>> BEGIN EXTRACT PROVIDED

# China Glaze - Poolside Collection



## Gorgeous2407 (Mar 19, 2010)

Ive never tried China Glaze nail polish but Ive come across the "poolside" collection  at temptalia.com recently and I'm just loving them for the spring/summer.So i was wondering does anybody know anyplace that these are available now or a release date at a specific retailer?? On Temptalia.com it says they are not officially available until April but may show up online in March. So if anyone has any information please share.Ive never purchased nail polish online before so please let me know who you have had good experience purchasing from.Thank you 
	

	
	
		
		

		
			





Here is a link to temptalias swatches and a review - Ive never really gone for brights but this year im just loving the look lol  China Glaze Poolside Collection: Review, Photos, Swatches


----------



## capmorlovesmac (Mar 23, 2010)

Officially the Poolside collection will launch on April 1st but like Temptalia wrote some etailers like transdesign.com or head2toebeauty.com may have them earlier.
Are you from the US? If yes you can buy them at transdesign, head2toe or 8ty8beauty.com when they launch. If you are not from the US you can buy them at transdesign or 8ty8 when they launch at these etailers. HTH


----------



## Gorgeous2407 (Mar 24, 2010)

Quote:

   Originally Posted by *capmorlovesmac* 

 
_Officially the Poolside collection will launch on April 1st but like Temptalia wrote some etailers like transdesign.com or head2toebeauty.com may have them earlier.
Are you from the US? If yes you can buy them at transdesign, head2toe or 8ty8beauty.com when they launch. If you are not from the US you can buy them at transdesign or 8ty8 when they launch at these etailers. HTH 
	

	
	
		
		

		
		
	


	


_

 

Thank you 
	

	
	
		
		

		
		
	


	




 Yes i did see where Temptalia said etailers may have it sooner but Ive never purchase nail polish offline so i really didn't have any idea who the good etailers were.And if specific names of etailers were mentioned on Temptalias site i must have missed that.But thanks for sharing the information.I am from the US and i will have a look at the ones you mentioned.Thanks again.


----------



## capmorlovesmac (Mar 24, 2010)

>> END EXTRACT PROVIDED
>> BEGIN ROWS

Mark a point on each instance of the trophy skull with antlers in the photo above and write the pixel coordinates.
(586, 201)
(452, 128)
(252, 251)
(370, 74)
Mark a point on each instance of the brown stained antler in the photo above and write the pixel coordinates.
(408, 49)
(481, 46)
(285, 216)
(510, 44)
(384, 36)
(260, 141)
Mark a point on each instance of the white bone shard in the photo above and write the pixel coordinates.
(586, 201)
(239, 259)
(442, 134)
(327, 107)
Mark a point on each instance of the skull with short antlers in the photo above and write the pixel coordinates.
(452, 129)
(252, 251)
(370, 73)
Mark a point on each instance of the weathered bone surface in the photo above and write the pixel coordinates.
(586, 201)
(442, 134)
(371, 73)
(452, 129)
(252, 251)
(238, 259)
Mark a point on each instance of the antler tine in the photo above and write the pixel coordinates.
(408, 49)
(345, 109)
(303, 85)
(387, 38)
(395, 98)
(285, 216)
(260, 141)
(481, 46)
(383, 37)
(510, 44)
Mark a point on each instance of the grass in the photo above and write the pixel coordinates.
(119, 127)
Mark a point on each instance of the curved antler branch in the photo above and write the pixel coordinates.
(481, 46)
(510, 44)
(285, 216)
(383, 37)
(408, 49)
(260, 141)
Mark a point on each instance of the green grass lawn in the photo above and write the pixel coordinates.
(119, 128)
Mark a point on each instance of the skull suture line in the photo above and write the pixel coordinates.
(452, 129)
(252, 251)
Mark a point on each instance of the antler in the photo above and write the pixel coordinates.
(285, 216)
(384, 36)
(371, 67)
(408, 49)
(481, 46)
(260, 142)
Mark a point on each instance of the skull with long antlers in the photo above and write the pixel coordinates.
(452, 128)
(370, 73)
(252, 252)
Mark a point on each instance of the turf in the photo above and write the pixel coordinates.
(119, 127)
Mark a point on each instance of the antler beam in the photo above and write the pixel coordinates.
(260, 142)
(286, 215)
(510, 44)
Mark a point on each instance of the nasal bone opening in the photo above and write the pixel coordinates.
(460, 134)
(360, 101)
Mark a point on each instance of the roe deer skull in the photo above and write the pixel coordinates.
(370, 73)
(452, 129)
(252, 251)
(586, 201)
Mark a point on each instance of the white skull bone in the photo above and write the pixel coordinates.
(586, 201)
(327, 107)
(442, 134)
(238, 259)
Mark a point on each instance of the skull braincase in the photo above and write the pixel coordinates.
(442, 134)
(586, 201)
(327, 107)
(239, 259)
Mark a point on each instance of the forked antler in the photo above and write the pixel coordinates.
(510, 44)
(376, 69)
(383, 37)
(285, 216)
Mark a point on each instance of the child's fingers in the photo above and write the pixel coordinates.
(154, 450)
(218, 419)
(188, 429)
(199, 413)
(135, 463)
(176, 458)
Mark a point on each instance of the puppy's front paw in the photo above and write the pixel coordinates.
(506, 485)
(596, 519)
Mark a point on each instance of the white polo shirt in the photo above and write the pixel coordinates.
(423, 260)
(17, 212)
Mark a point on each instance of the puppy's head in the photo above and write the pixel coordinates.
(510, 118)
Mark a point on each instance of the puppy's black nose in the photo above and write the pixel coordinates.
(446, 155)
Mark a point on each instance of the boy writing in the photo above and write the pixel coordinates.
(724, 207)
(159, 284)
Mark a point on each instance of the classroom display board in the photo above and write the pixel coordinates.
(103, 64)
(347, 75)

>> END ROWS

* **YOUR TASKS**
- A) In the forum thread about the China Glaze Poolside collection, why does the opening poster ask others which sellers they have had a good experience buying from? Answer in one to three sentences.
- B) List every online retailer that the forum thread about the China Glaze Poolside collection names as a place to buy the collection.
- C) Write the next part of the forum thread about the China Glaze Poolside collection, starting after its last line.
These rows are separate material and have no connection to the forum thread about the China Glaze Poolside collection.

* **ANSWER LIST**
- A) The opening poster has never purchased nail polish online before. For that reason, the poster asks others to share which sellers they have bought from with good results.

- B)
- transdesign.com
- head2toebeauty.com
- 8ty8beauty.com

- C)
Quote:

   Originally Posted by *Gorgeous2407* 

 
_Thank you 
	

	
	
		
		

		
		
	


	




 Yes i did see where Temptalia said etailers may have it sooner but Ive never purchase nail polish offline so i really didn't have any idea who the good etailers were.And if specific names of etailers were mentioned on Temptalias site i must have missed that.But thanks for sharing the information.I am from the US and i will have a look at the ones you mentioned.Thanks again._

 
You are very welcome!


----------



## kittykit (Mar 25, 2010)

I really like some colours from this collection. 

I bought my China Glaze from head2toebeauty.com. They're great. Unfortunately now the CG orders are only for U.S orders.


----------



## vintageroses (Mar 25, 2010)

Quote:

   Originally Posted by *kittykit* 

 
_I really like some colours from this collection. 

I bought my China Glaze from head2toebeauty.com. They're great. Unfortunately now the CG orders are only for U.S orders._

 
You can order from transdesign.com they do international shipping!


----------



## LMD84 (Mar 26, 2010)

yes transdesign are my fave to buy from!
	

	
	
		
		

		
		
	


	




 international shipping is reasonable priced and also quick - as long as it doesn't get stuck in customs!!


----------



## Susanne (Mar 26, 2010)

I will pass this collection: I still love Up & Away and look forward to the upcoming fall collections again


----------



## Shadowy Lady (Mar 28, 2010)

yeah I'll prob pass too. I might get the green one only. I have Color Club shades very similar to most and I prefer Color Club formula anyway


----------



## Gorgeous2407 (Apr 6, 2010)

Ive visited all the sites suggestions but none of them show the China Glaze Poolside Collection.Ive done searches even on all the websites suggested and they all come up "none found".I don't get it.Perhaps I'm doing something wrong.Could somebody possibly post a direct link to the poolside collection on whichever etailer site you prefer? Please lol Thank you everyone


----------



## urbanlilyfairy (Apr 7, 2010)

I have been checking everyday for an etailer that is selling china glaze poolside collection. So found i have found only 1 but it was a UK site and they only shipped to UK and they didn't have all the colors.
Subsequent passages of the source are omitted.